START Excerpt

South African medical specialists have successfully used 3D printing to create jaw bones for two facially deformed men.
On July 24th the two patients received titanium mandible implants created with 3D printing technology at the Kimberley Hospital Complex in the Northern Cape.
The two patients – aged 31 and 20 – lost portions of their faces due to cancer and ancillary diseases. “Cancer is a terrible disease affecting many people,” stated Head Surgeon, Dr Cules van der Heever. “More than 500 new cases of head and neck cancer are diagnosed every year in the Northern Cape alone. These cancers cause serious disfiguration, negatively impacting the patient’s quality of life. The idea with these implants is to fix the facial contour and restore normal function and appearance.”
The jaws were 3D printed with a titanium powder, via a laser sintering process after being modelled with Materialise’s Mimics, 3-matic and Magics software at The Central University of Technology (CUT) in Bloemfontein. Once printed, they were exact fits, and a team of five specialists then performed the implantation.
Because the jaws were custom built, layer by layer, specifically for each patient, the surgery time was cut back significantly. Also, due to the use of 3D printed titanium, each surgery cost just 20% of what a traditional jaw implant surgery would have cost. Using traditional CNC milling to manufacture a jaw implant wastes approximately 80% of the titanium block used, whereas 3D printing wastes almost no titanium at all.

END Excerpt

Task to carry out:
Continue the article on the 3D-printed titanium jaw implants from the point where it stops.

START Available data

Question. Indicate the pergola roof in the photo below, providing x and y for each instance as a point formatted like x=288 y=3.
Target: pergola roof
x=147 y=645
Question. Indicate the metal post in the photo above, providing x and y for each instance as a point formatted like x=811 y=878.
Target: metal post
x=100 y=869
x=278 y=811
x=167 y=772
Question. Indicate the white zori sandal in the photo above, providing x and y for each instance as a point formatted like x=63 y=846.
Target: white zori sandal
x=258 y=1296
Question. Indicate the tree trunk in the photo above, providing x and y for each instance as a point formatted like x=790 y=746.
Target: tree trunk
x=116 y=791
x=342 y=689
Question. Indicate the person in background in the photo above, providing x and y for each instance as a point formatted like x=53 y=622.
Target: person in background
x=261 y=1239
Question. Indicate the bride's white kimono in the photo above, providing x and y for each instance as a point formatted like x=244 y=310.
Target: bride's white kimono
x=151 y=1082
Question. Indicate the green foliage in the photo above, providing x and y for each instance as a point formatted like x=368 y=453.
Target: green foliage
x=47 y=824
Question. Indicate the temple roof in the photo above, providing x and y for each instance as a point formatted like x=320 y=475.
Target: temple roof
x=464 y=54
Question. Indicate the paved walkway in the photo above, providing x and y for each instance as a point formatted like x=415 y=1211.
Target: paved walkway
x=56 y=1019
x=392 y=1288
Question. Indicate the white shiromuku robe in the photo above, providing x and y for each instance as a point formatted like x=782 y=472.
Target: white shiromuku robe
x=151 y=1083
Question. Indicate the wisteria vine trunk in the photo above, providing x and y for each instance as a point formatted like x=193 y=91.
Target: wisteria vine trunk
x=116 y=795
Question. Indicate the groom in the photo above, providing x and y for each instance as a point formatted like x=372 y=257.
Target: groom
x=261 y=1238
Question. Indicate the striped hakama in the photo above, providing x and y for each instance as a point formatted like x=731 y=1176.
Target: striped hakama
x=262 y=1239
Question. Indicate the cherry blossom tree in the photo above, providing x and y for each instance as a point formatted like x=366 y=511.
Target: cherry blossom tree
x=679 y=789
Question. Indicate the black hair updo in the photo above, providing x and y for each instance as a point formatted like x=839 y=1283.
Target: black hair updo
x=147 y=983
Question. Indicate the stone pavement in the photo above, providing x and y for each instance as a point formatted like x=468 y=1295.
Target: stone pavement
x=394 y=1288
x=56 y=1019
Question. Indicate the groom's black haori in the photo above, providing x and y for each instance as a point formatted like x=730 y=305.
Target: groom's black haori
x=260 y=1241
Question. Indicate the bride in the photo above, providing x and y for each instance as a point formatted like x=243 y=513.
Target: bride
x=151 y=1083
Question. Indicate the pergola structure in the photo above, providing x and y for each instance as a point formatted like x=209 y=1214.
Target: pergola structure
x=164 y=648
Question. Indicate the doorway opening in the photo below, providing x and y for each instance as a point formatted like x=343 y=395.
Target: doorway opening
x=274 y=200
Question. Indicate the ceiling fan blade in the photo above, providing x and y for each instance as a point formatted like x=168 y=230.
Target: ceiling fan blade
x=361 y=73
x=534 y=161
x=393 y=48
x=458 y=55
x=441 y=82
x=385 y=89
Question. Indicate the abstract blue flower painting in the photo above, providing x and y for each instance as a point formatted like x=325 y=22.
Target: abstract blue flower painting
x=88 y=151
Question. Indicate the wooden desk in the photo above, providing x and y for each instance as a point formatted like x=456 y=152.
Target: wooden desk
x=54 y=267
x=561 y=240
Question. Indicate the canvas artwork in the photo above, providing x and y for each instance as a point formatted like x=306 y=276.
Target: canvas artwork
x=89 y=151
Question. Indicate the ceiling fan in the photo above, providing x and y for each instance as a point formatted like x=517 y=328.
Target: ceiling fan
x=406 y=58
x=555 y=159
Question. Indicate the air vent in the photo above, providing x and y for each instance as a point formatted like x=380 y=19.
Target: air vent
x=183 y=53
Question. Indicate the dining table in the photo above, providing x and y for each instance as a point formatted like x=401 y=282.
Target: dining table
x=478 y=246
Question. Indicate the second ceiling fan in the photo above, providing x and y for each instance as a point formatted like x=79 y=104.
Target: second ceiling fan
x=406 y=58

END Available data

Exercise response:
Although it’s not yet possible for teeth to be implanted into the titanium jaws, the metal is compatible with the human body, making it less likely to be rejected when used to replace bone structures.
The 3D printers are imported from Germany and cost approximately €500.000 (R7.1 million). The technology is under pilot in Kimberley with intentions to roll it out to other South African healthcare facilities countrywide.
This is the first time such a procedure was performed in South Africa, and only the second time in the world. Last year the first 3D printed titanium jaw implant was performed on a 80 year old woman in Belgium who had lost her jaw to bone infection.